--- Start of MATERIAL FOR THIS TASK ---
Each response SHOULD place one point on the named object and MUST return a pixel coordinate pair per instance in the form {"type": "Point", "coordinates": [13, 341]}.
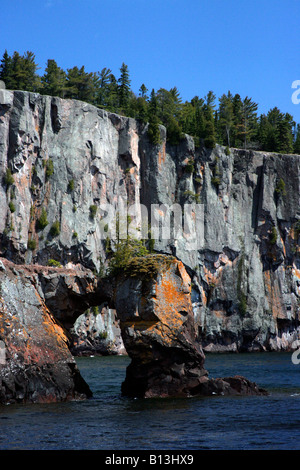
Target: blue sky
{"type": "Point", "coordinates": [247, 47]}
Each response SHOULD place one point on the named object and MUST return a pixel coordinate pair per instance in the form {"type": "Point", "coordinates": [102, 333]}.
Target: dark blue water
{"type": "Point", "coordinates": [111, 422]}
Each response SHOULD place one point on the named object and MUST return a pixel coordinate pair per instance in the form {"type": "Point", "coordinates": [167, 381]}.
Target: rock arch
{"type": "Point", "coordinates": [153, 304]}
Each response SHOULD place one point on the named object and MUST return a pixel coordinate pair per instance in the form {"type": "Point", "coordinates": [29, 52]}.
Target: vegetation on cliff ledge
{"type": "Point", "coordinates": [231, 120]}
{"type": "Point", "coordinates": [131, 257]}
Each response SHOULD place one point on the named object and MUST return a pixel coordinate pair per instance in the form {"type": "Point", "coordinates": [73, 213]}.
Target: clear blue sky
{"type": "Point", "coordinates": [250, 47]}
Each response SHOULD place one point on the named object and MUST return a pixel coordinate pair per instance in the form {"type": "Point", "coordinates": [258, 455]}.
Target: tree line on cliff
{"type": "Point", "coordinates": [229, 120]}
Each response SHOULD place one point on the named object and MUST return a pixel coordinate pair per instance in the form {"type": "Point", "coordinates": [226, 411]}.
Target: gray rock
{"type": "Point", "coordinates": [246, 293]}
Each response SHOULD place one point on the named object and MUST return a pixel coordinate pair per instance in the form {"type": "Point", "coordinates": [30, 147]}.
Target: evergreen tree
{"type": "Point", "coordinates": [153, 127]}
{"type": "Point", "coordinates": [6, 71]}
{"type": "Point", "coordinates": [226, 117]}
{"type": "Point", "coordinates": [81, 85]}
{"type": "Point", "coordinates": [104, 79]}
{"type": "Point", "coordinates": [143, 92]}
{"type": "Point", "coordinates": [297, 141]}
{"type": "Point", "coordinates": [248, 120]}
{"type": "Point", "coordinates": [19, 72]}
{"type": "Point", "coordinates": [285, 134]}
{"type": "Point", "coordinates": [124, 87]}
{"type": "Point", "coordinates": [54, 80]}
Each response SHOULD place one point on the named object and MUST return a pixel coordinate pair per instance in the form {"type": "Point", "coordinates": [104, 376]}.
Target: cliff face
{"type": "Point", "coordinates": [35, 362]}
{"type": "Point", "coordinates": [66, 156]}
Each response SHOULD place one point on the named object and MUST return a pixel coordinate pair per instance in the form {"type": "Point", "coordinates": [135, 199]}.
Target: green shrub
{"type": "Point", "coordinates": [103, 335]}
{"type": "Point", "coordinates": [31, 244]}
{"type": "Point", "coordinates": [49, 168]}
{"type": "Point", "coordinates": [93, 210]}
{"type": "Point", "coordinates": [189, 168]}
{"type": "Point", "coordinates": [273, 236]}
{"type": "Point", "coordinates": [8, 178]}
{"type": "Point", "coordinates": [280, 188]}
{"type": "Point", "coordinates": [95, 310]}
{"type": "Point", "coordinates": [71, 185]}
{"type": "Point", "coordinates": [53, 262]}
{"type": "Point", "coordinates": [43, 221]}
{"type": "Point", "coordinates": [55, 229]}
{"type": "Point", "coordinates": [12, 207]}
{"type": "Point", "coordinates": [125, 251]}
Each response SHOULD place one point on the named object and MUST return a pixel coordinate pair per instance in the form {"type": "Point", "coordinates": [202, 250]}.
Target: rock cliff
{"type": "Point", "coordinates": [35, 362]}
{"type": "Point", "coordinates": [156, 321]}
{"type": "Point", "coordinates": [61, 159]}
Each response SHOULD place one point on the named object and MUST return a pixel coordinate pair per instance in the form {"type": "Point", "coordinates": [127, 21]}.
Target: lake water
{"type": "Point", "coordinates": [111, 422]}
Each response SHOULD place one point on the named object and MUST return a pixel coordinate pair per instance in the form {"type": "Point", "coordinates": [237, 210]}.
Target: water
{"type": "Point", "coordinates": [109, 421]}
--- End of MATERIAL FOR THIS TASK ---
• _STATED PROBLEM_: Count the lines in the data above that contain the string "rock", and give only that number.

• _EXPECTED OUTPUT_: 3